**FRAGMENTO SELECCIONADO:**
Además de su actividad política, Lastarria fue un prolífico escritor. Antaño i ogaño. Novelas i cuentos de la vida Hispano-Americana, publicado en 1885, que fue reeditado en 2009 poco antes del bicentenario de la Independencia de Chile, ha sido considerado como un volumen fundamental que recoge las letras de la histórica “Generación de 1842”. Este compendio contiene relatos que buscaban educar a sus lectores en los ideales de la ilustración, con el fin de desterrar del pensamiento de los ciudadanos chilenos los supuesto vicios culturales que, según el escritor, eran una irracional herencia de la “oscura” época colonial. Los episodios “El mendigo” y “Una hija” son los que recogemos de este volumen para nuestra antología.

Manuel Concha, por otra parte, nació en la ciudad de La Serena siendo hijo de una familia comerciante de la provincia de Coquimbo, fue educado en el Instituto Nacional Departamental de Coquimbo. Es conocido como periodista, novelista, dramaturgo, cronista y tradicionista. Participó activamente del desarrollo intelectual de la capital provincial, aunque llegó a publicar varios de sus textos fuera de las fronteras coquimbanas.

Fue, de este modo, uno de los fundadores del periodismo en su ciudad natal. Después de participar en varias publicaciones, creó una imprenta que se llamó El Cosmopolita, por la cual salió a la luz, en 1858, el diario homónimo y en 1862 el periódico “La Serena”. También fue redactor de los periódicos “El Eco Literario del Norte” y “El Coquimbano”. Además, así como Pérez Rosales y Lastarria, Concha incursionó en la política, participando del ala liberal y anticlerical a través de diversas acciones, entre ellas, con la publicación de columnas de opinión y su afinidad con la Sociedad de la Igualdad21.

Ha sido considerado, además, como el mayor hombre de letras de La Serena en el siglo XIX, ya que su obra Crónica de La Serena, publicada en 1871, se conoce por ser la primera recopilación de datos obtenidos de las actas del Cabildo colonial y otros documentos que se hallaban dispersos en esos años. Junto con ello, cultivó una extensa producción literaria a través de obras de teatro, tradiciones y novelas.

**EXTRACTOS DEL LISTADO:**

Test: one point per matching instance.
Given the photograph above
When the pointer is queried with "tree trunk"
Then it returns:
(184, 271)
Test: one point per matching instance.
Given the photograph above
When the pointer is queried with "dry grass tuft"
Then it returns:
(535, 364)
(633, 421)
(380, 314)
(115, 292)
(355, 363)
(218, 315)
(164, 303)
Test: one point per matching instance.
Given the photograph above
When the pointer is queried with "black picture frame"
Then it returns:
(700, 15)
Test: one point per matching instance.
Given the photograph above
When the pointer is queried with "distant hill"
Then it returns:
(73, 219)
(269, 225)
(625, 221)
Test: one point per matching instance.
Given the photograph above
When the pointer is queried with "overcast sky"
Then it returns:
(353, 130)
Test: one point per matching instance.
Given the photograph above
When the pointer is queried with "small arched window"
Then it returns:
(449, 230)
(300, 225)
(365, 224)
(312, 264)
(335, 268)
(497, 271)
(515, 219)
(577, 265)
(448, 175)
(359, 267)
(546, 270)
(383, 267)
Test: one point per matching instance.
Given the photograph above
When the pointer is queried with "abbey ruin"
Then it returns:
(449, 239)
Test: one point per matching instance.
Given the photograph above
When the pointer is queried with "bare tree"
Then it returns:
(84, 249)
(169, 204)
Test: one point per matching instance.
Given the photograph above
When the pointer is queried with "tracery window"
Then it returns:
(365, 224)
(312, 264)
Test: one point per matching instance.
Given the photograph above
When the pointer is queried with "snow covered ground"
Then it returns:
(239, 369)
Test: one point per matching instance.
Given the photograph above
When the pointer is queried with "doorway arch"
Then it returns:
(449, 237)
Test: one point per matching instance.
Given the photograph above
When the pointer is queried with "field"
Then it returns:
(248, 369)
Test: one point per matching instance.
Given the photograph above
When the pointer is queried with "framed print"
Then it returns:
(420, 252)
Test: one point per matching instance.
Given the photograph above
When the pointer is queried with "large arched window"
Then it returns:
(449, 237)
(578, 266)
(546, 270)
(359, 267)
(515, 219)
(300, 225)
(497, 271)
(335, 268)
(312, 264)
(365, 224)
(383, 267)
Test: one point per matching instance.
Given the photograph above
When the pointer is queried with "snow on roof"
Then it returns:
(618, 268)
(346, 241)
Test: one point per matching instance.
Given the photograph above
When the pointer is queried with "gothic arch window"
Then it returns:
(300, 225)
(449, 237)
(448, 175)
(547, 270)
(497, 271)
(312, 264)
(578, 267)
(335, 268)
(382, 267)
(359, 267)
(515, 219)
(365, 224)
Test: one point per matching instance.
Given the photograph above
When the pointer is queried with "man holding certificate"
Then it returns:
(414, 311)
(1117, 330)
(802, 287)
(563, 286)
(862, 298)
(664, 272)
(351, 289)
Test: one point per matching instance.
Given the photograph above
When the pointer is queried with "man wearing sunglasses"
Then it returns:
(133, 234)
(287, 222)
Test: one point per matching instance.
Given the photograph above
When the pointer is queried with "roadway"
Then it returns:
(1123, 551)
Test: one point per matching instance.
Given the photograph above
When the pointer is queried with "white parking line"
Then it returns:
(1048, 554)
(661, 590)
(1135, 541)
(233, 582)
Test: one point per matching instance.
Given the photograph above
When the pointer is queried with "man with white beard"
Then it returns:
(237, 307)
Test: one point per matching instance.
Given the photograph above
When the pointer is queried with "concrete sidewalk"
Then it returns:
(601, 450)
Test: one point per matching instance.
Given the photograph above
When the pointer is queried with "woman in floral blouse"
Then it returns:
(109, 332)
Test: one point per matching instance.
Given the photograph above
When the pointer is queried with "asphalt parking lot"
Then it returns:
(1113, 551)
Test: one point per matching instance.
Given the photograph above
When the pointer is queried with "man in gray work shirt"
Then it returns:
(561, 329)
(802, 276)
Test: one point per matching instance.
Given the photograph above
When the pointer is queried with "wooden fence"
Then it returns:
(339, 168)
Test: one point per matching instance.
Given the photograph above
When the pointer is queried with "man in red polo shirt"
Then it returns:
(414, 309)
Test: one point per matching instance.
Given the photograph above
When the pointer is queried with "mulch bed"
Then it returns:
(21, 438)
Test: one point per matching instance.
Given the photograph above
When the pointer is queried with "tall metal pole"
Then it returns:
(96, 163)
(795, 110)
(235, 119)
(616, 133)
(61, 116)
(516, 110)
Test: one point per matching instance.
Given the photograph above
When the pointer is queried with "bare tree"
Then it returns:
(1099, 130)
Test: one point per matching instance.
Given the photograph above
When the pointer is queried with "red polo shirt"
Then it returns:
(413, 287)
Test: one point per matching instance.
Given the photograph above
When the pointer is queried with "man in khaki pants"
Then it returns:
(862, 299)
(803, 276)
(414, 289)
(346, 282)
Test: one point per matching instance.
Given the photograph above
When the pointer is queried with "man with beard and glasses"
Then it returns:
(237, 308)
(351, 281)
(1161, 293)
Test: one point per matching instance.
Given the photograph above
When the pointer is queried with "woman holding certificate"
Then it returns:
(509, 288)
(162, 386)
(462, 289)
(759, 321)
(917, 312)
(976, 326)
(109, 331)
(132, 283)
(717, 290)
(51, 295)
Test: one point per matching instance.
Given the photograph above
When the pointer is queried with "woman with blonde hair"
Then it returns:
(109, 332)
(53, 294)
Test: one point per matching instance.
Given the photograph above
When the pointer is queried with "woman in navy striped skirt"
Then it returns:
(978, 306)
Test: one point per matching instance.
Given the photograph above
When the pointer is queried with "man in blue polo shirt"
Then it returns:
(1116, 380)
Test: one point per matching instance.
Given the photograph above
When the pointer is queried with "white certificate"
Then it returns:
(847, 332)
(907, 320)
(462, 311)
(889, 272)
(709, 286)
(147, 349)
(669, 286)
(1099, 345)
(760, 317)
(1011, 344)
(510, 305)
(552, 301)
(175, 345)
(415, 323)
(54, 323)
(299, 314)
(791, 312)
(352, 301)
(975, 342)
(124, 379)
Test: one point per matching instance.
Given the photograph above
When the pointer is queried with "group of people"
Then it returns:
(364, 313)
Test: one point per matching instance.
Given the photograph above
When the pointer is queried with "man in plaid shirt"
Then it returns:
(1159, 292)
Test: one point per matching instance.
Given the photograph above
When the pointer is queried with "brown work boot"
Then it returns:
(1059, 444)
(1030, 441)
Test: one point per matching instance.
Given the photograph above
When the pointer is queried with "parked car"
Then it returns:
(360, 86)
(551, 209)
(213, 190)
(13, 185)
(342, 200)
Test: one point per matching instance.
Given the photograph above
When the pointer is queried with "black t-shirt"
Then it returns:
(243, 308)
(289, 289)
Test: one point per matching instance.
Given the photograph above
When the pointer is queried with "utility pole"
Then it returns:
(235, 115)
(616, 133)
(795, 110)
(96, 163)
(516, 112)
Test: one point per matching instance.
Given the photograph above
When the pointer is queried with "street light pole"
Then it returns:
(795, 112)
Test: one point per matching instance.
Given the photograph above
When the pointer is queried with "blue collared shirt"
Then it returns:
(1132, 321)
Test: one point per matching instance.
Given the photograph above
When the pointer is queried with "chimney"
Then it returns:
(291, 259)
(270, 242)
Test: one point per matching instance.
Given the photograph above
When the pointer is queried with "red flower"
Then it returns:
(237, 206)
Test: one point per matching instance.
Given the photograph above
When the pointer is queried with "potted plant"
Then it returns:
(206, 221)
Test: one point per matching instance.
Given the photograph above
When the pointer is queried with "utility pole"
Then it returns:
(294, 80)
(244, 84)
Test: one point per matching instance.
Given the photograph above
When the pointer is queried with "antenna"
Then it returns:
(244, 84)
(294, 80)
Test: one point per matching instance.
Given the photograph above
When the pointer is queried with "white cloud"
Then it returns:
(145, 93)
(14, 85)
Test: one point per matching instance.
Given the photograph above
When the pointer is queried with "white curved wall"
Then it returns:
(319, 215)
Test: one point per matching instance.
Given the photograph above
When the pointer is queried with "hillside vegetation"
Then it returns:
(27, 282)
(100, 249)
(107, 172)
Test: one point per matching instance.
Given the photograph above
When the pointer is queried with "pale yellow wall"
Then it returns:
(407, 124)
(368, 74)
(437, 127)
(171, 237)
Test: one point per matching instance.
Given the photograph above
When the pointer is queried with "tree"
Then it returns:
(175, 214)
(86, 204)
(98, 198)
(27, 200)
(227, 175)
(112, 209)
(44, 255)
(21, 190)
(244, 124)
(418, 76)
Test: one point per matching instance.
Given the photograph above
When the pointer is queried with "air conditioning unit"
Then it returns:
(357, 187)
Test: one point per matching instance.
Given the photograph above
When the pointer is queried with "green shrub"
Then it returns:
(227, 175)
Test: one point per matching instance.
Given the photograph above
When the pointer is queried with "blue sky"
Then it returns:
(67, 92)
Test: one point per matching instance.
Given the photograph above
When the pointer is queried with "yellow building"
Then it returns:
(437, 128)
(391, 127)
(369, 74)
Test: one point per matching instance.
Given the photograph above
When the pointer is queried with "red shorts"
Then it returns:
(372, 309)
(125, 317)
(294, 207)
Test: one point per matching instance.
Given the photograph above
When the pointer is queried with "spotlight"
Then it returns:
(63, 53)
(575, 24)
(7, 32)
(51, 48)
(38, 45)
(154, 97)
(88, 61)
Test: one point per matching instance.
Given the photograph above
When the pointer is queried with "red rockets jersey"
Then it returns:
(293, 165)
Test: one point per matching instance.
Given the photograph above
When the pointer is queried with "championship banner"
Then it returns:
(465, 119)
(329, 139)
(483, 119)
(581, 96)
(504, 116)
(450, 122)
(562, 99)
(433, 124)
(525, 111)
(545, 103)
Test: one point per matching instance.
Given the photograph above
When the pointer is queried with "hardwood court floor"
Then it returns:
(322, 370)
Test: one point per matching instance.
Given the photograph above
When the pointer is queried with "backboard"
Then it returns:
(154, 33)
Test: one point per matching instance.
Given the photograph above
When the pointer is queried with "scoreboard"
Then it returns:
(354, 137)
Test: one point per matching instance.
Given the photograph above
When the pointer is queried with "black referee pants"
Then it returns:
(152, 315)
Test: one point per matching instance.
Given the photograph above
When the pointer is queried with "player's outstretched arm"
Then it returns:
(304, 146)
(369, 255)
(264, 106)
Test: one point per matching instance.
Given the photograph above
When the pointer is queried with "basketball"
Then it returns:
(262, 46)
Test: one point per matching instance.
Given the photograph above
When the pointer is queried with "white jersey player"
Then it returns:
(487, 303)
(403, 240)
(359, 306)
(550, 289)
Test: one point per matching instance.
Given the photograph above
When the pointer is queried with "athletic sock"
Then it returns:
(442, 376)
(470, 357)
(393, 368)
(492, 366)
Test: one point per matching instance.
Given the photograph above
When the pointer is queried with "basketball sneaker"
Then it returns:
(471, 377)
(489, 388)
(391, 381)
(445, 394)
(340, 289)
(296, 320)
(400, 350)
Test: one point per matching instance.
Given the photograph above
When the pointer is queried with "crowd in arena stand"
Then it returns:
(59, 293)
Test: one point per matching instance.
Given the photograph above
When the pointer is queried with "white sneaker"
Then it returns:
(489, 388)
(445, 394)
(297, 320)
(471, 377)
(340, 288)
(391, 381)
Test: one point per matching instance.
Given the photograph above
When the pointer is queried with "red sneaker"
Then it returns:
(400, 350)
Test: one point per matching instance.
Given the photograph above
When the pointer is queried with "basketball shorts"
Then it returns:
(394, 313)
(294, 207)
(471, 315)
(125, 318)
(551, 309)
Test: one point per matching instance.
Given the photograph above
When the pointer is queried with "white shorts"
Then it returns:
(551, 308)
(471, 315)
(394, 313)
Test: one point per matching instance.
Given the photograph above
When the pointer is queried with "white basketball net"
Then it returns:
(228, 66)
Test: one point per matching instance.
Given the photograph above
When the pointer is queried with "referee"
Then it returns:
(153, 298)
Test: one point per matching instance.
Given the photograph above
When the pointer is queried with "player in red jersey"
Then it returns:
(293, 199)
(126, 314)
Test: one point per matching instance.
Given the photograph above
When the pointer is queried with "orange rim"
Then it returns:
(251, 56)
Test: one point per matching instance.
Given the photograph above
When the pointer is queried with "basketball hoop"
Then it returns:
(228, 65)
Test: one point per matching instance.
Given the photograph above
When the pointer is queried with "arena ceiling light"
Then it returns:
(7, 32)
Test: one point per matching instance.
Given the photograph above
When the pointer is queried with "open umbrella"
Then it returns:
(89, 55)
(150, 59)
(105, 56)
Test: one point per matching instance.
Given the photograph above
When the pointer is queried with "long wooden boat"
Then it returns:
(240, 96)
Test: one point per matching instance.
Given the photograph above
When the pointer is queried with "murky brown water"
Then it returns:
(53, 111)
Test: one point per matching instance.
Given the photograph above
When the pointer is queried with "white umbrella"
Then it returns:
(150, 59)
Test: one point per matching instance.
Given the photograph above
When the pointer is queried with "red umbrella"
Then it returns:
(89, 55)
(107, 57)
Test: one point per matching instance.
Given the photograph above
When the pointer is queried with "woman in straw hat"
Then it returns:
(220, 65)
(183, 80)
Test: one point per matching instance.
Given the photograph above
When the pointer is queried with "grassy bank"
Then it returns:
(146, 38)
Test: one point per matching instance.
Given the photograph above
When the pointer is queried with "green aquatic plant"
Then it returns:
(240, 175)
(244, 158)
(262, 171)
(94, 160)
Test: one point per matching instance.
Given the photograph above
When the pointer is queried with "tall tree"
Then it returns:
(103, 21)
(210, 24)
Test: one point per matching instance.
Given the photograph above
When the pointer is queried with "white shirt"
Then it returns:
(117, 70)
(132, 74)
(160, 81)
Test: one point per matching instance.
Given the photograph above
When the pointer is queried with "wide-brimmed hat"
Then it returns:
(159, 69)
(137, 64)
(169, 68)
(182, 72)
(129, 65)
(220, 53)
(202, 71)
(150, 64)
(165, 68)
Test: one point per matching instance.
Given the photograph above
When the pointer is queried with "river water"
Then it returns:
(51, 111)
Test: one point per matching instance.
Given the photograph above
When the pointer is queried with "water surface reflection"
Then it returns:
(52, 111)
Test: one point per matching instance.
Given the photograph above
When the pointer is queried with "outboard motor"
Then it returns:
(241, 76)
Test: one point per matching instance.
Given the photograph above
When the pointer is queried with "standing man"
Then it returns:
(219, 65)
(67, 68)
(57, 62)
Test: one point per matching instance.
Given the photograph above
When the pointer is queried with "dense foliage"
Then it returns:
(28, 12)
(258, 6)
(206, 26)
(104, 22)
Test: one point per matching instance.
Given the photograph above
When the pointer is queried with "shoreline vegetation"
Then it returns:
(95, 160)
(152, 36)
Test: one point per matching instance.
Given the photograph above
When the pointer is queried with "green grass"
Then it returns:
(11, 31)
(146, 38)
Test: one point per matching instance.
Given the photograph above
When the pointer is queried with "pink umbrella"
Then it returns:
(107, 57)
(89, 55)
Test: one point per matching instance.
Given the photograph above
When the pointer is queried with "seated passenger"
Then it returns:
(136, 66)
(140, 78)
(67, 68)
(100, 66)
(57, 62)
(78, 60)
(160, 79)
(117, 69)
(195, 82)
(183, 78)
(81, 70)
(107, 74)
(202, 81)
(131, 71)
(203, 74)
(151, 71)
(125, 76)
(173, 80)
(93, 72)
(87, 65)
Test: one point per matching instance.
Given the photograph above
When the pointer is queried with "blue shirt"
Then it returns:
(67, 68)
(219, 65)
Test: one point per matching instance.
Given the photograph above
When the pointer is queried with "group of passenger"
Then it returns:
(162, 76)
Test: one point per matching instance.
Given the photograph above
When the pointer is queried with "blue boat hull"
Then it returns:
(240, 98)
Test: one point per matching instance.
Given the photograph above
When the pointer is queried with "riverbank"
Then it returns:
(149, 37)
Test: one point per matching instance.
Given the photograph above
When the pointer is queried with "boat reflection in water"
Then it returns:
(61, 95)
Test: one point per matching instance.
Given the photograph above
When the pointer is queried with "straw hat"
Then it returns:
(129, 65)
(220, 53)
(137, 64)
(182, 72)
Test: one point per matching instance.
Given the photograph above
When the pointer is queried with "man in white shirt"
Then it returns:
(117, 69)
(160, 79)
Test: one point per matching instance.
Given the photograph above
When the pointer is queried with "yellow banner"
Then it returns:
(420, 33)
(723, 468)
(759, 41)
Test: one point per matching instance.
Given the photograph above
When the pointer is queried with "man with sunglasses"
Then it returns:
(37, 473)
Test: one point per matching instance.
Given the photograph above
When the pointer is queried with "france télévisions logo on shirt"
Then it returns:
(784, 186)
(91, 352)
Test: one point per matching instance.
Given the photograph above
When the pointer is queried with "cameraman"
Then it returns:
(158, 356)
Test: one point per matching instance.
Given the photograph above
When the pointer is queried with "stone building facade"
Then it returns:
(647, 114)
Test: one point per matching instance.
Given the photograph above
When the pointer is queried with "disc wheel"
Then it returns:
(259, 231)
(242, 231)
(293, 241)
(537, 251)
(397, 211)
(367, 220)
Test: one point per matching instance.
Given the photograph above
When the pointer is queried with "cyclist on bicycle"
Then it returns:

**TAREA:** Continúa el fragmento sobre Lastarria y Manuel Concha a partir de su última oración. El listado viene de otra fuente, distinta del fragmento sobre Lastarria y Manuel Concha.

**RESULTADO:**
En términos generales, es un autor que, si bien escribió dentro de los parámetros de la conformación de la identidad nacional chilena, solía resaltar en sus escritos aquello que se ha denominado la “patria chica”22, es decir, la historia y la identidad de la ciudad de La Serena y el espacio coquimbano, que era el que más le ocupaba: “ninguna de las provincias de Chile ha sido más olvidada que la de Coquimbo; sobre todo desde las convulsiones revolucionarias que sufrió el año 1851. A no ser por los esfuerzos de la Municipalidad i de alguno que otro vecino protector del progreso; habríamos quizá vuelto a la atrasada, abyecta i fanática época del coloniaje”, escribía Concha en 185823.

La publicación del relato de viaje Un viaje de vieja (1870) y la antología de relatos en Tradiciones serenenses (1883) dieron a este autor, igualmente, realce en los espacios capitalinos24. Es de esta última obra mencionada desde donde hemos seleccionado las tradiciones “Un tenorio inquisitorial”, “El Diablo en La Serena”, “Historia de una momia”, “Acontecimientos pasados” y “Una emplumada”.

En relación con las Tradiciones serenenses, cabe destacar que, a partir de 1872, con la aparición de la primera serie de Tradiciones peruanas publicadas en Lima por el reconocido escritor Ricardo Palma, y las siguientes series publicadas en 1874, 1875 y 1877, este último autor inició un fenómeno editorial de trascendencia internacional, que tuvo seguidores e imitadores en casi la totalidad de los países americanos25. En el caso de Chile, este género experimentó un desarrollo importante, de la mano de literatos de cierto renombre como Daniel Riquelme, Miguel Luis Amunátegui, Enrique del Solar, Justo Abel Rosales y, por supuesto, Manuel Concha26.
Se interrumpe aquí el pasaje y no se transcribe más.